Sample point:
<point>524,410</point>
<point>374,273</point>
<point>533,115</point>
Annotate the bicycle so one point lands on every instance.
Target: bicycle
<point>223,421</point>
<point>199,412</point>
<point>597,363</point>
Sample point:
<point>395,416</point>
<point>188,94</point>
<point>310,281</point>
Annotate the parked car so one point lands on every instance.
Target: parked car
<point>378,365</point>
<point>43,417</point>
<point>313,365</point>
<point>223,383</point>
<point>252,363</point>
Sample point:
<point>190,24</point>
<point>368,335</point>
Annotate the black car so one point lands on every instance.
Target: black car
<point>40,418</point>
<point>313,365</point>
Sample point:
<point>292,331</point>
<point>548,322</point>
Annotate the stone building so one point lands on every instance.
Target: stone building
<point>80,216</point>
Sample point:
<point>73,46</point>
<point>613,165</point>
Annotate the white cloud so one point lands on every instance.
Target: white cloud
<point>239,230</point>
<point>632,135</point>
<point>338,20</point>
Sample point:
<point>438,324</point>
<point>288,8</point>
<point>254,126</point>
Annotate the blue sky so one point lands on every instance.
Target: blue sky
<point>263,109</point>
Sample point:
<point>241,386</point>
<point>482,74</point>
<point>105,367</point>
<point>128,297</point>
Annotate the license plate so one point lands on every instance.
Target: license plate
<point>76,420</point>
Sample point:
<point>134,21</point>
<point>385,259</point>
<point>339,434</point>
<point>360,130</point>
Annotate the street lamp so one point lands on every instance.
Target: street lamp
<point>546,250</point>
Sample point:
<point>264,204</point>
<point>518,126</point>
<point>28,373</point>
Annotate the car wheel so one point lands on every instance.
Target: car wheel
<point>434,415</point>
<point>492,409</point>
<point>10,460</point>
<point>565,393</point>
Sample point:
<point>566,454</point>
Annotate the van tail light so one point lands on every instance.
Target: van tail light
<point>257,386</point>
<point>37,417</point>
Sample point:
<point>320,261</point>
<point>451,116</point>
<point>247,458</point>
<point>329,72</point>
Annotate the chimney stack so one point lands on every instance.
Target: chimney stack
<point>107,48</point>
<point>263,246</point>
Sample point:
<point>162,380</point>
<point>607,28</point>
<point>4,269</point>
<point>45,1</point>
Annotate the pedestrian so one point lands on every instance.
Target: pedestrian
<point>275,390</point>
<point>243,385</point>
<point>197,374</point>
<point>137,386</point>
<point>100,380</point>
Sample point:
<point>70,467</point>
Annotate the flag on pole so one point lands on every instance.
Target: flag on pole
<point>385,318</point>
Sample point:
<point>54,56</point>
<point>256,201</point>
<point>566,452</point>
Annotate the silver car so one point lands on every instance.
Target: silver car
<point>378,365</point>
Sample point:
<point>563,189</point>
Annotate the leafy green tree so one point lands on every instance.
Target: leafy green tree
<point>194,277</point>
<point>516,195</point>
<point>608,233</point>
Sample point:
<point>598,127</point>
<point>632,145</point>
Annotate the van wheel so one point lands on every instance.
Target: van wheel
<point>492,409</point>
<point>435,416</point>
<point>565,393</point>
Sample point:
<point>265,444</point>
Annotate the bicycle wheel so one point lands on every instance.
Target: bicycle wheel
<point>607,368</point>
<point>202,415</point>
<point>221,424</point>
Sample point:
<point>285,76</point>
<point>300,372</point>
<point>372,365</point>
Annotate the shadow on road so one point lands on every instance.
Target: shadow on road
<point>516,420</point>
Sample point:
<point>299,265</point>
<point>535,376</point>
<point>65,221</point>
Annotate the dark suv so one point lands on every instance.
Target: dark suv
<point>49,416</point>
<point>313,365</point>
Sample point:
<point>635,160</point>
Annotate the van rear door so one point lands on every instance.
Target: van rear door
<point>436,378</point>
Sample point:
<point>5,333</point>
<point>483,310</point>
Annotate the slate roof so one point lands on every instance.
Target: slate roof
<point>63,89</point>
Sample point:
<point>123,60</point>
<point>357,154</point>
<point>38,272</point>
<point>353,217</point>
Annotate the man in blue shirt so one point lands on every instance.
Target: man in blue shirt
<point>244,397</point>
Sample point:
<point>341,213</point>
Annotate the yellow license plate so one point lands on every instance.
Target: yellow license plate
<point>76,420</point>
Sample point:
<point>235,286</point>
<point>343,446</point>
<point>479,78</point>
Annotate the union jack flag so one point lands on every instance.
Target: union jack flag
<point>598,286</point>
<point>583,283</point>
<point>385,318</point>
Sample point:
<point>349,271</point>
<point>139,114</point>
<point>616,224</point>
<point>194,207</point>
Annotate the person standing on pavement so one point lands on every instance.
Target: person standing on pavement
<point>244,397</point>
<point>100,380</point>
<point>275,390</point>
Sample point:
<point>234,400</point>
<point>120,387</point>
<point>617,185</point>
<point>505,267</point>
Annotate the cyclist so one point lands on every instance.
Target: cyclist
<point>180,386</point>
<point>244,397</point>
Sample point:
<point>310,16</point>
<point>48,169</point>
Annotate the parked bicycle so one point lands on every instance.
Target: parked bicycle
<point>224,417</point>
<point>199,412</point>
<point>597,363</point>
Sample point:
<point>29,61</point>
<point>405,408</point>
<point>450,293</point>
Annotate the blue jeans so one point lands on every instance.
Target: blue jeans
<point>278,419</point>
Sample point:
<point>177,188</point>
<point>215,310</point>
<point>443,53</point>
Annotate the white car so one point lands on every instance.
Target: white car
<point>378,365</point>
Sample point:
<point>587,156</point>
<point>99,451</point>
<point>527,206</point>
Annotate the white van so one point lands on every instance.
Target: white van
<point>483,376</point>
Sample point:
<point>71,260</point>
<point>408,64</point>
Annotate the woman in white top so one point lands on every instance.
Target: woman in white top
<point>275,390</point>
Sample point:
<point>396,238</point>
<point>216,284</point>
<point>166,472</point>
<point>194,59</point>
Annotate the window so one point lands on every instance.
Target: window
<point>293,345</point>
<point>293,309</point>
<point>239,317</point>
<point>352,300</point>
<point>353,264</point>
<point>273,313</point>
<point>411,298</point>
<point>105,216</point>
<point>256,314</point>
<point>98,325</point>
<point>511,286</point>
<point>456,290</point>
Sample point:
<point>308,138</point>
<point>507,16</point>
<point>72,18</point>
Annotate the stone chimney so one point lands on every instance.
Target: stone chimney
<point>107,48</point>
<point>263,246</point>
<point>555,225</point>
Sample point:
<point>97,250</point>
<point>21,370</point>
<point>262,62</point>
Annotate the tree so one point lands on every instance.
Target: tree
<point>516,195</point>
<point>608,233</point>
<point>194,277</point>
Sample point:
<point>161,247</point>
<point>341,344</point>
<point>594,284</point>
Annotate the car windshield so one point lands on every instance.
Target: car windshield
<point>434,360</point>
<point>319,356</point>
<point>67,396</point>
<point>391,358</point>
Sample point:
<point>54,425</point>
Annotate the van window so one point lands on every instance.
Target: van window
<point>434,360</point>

# Exercise instructions:
Taking the records above, retype every line from the one with "<point>438,324</point>" down to the one with "Annotate the flag", exactly and with nothing else.

# Your solution:
<point>438,324</point>
<point>288,8</point>
<point>254,126</point>
Annotate the blue sky so one point lands on every instance.
Target: blue sky
<point>263,109</point>
Sample point:
<point>241,386</point>
<point>482,74</point>
<point>105,367</point>
<point>128,297</point>
Annotate the license plate so one point lands on every instance.
Target: license plate
<point>76,420</point>
Sample point:
<point>134,21</point>
<point>385,259</point>
<point>339,434</point>
<point>360,130</point>
Annotate the street lamp so one point lands on every instance.
Target: street lamp
<point>546,250</point>
Sample point:
<point>264,204</point>
<point>518,126</point>
<point>28,373</point>
Annotate the car wheel so one point lands on every instance.
Target: car wheel
<point>434,415</point>
<point>492,409</point>
<point>10,460</point>
<point>565,393</point>
Sample point:
<point>566,454</point>
Annotate the van tail light so one point lands on every instance.
Target: van tail light
<point>257,386</point>
<point>37,417</point>
Sample point:
<point>320,261</point>
<point>451,116</point>
<point>247,458</point>
<point>329,72</point>
Annotate the chimney stack so one point lands on every instance.
Target: chimney stack
<point>107,48</point>
<point>263,246</point>
Sample point:
<point>162,380</point>
<point>607,28</point>
<point>4,269</point>
<point>45,1</point>
Annotate the pedestrian so one point lands on every instance.
Target: pedestrian
<point>275,390</point>
<point>243,385</point>
<point>197,374</point>
<point>137,386</point>
<point>100,380</point>
Sample point:
<point>70,467</point>
Annotate the flag on pole so one point lands on every instance.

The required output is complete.